# Aim of the task
Using the entries below, return word for word the lines from the one containing "of the tree" up to and including the last.

# Supplied data
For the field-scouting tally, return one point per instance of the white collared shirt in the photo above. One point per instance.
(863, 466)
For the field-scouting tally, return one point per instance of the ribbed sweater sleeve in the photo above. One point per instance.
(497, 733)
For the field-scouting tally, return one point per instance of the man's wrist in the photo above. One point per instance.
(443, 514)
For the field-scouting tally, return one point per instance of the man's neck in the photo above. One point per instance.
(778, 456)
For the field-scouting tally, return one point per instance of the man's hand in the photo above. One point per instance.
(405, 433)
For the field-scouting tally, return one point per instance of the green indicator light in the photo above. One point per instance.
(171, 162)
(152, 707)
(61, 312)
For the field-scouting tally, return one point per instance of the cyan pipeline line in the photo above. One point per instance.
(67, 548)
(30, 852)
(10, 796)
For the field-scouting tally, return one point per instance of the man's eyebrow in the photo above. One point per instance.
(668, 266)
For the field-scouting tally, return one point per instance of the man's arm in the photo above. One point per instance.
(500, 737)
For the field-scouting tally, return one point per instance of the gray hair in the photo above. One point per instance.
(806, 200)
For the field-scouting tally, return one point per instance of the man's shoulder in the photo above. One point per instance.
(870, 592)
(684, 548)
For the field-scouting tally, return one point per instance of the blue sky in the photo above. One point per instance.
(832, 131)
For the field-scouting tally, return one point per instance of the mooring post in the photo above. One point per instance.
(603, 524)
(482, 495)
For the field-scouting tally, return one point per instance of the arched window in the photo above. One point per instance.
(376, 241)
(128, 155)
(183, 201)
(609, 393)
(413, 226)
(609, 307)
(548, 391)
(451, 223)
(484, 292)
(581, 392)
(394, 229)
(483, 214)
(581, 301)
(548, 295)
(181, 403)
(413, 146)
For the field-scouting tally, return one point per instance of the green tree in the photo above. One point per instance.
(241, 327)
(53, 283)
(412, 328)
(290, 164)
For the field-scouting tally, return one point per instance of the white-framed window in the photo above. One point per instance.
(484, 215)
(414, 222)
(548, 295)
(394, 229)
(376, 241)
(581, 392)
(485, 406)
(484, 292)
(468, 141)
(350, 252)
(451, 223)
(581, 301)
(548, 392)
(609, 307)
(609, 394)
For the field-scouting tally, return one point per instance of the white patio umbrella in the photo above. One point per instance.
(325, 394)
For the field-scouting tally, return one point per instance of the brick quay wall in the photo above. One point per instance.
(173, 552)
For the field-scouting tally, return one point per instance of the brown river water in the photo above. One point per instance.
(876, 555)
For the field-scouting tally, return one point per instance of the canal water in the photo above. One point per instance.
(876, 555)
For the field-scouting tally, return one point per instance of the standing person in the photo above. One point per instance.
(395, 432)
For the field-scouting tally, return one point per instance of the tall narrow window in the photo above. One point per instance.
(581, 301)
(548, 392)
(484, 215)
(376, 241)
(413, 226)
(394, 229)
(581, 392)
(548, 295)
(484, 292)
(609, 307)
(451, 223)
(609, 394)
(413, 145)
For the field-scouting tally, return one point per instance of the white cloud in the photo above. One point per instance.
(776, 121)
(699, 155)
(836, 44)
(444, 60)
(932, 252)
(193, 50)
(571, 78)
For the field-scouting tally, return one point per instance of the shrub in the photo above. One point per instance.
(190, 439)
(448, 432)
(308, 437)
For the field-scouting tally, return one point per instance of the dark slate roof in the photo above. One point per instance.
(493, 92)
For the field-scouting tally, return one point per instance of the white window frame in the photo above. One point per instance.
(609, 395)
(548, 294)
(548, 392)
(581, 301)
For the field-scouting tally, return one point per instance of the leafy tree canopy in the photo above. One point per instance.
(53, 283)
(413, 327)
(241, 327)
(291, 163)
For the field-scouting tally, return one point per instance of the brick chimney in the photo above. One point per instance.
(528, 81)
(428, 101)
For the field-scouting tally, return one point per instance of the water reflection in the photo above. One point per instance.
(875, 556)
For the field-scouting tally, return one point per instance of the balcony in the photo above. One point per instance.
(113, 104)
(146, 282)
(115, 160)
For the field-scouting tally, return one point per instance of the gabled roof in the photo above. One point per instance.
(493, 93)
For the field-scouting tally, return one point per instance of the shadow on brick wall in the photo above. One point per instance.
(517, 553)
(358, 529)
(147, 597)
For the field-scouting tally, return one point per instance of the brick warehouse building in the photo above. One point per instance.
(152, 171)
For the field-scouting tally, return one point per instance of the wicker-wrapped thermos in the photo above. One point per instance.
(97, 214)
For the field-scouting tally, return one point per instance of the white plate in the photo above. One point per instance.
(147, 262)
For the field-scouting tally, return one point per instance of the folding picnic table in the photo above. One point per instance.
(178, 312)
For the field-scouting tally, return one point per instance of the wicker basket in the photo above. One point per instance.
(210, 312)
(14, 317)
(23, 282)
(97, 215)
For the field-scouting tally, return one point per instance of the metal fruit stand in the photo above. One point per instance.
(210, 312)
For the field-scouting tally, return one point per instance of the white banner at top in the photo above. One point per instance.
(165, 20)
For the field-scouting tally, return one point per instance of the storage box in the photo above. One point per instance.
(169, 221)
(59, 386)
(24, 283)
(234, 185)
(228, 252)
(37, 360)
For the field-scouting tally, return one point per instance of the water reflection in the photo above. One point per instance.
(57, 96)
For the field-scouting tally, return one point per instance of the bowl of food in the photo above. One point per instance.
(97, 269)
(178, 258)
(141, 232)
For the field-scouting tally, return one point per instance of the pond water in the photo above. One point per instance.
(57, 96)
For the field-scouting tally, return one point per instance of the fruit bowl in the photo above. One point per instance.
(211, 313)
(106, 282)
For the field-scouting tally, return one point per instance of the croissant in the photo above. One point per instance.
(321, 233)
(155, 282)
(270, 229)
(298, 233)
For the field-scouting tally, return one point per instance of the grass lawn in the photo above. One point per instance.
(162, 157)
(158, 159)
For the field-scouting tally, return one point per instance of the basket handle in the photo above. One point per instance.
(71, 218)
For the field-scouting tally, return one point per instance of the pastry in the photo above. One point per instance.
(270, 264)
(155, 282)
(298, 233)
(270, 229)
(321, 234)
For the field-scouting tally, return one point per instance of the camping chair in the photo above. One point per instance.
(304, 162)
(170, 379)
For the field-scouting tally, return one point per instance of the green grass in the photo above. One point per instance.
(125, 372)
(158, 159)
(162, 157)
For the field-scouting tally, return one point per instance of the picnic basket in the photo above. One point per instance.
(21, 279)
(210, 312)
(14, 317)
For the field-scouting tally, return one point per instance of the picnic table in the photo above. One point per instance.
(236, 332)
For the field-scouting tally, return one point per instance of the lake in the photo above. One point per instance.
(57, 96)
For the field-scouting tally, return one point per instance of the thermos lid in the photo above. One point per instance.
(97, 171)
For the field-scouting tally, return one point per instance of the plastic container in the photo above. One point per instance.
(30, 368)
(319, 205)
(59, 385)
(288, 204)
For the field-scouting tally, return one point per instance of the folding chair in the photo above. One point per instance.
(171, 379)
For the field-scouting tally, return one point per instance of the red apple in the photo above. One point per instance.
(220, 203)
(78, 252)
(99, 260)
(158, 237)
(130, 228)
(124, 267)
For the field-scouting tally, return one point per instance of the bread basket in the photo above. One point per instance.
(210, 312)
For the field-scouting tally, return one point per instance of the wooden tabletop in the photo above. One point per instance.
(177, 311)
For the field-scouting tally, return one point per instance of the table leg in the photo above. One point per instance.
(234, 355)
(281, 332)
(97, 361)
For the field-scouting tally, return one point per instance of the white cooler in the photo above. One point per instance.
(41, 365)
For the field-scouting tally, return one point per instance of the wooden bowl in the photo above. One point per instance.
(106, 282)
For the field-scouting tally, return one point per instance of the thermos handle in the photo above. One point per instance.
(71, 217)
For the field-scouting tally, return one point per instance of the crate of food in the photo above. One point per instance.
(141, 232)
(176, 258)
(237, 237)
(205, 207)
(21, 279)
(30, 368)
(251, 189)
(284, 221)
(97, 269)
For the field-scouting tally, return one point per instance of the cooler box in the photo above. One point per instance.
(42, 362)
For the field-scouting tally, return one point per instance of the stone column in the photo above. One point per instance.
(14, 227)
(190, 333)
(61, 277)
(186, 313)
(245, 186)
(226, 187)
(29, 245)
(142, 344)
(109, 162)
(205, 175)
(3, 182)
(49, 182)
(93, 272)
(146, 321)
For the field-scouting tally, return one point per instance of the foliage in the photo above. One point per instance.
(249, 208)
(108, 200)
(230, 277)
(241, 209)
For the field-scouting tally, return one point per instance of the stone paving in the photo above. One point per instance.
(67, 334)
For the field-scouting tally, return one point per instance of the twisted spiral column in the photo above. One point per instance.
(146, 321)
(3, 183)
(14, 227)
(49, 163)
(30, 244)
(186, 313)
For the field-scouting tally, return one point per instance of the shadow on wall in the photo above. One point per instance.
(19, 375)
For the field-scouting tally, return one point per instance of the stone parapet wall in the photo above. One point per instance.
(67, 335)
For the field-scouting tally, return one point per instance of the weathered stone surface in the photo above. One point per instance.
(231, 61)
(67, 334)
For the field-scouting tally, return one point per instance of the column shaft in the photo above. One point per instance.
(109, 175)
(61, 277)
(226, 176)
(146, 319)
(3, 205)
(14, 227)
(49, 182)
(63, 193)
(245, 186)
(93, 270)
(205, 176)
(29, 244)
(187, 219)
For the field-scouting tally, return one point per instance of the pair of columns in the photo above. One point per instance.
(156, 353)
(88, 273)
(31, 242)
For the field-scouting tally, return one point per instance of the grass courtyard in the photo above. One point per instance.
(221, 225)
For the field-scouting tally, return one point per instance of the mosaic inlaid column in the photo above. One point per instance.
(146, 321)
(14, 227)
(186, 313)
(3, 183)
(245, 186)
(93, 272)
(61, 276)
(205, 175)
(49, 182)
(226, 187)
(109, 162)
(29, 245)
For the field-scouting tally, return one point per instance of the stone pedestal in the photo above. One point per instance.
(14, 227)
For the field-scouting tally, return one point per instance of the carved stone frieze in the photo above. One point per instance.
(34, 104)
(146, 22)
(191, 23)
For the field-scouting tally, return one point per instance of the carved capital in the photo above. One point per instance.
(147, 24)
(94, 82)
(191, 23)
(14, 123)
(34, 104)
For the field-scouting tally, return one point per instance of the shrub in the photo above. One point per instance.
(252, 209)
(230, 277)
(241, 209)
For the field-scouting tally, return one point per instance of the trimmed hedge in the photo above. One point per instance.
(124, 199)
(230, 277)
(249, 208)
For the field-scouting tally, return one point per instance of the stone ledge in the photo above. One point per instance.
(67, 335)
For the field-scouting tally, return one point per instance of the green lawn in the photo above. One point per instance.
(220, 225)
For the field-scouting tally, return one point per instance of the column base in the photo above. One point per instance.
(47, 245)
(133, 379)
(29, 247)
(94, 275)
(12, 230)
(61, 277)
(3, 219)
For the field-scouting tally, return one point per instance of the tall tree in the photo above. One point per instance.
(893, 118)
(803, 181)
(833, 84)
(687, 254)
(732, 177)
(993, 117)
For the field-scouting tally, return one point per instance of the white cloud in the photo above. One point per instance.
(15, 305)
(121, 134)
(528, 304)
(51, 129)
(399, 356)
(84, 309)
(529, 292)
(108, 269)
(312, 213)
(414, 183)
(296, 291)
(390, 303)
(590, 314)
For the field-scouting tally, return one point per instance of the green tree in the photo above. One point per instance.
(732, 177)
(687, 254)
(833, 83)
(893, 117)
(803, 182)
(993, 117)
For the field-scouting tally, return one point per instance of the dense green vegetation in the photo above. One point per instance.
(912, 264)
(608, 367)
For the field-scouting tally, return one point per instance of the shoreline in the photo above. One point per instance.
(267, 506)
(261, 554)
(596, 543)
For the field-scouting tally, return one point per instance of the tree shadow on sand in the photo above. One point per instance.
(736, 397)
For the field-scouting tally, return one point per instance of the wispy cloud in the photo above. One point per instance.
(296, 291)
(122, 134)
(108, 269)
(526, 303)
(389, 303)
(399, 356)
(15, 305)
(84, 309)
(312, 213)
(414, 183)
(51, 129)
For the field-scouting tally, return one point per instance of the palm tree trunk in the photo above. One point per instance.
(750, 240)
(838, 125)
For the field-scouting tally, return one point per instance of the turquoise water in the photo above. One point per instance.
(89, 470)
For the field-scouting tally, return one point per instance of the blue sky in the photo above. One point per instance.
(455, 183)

# Complete answer
For the field-scouting tally, return one point per instance of the tree shadow on sand in the photo above. One point per instance.
(736, 397)
For the field-scouting tally, return one point per instance of the wispy cloud in the photo above. One point per instance.
(296, 291)
(122, 134)
(108, 269)
(526, 303)
(389, 303)
(399, 356)
(15, 305)
(84, 309)
(312, 213)
(414, 183)
(51, 129)
For the field-scouting tally, return one point per instance of the palm tree trunk in the photo above. One point per instance.
(750, 240)
(838, 125)
For the field-scouting tally, return one point per instance of the turquoise water in the photo above. One point per instance.
(89, 470)
For the field-scouting tally, return one point per instance of the blue sky in the photo above. One point per instance.
(455, 183)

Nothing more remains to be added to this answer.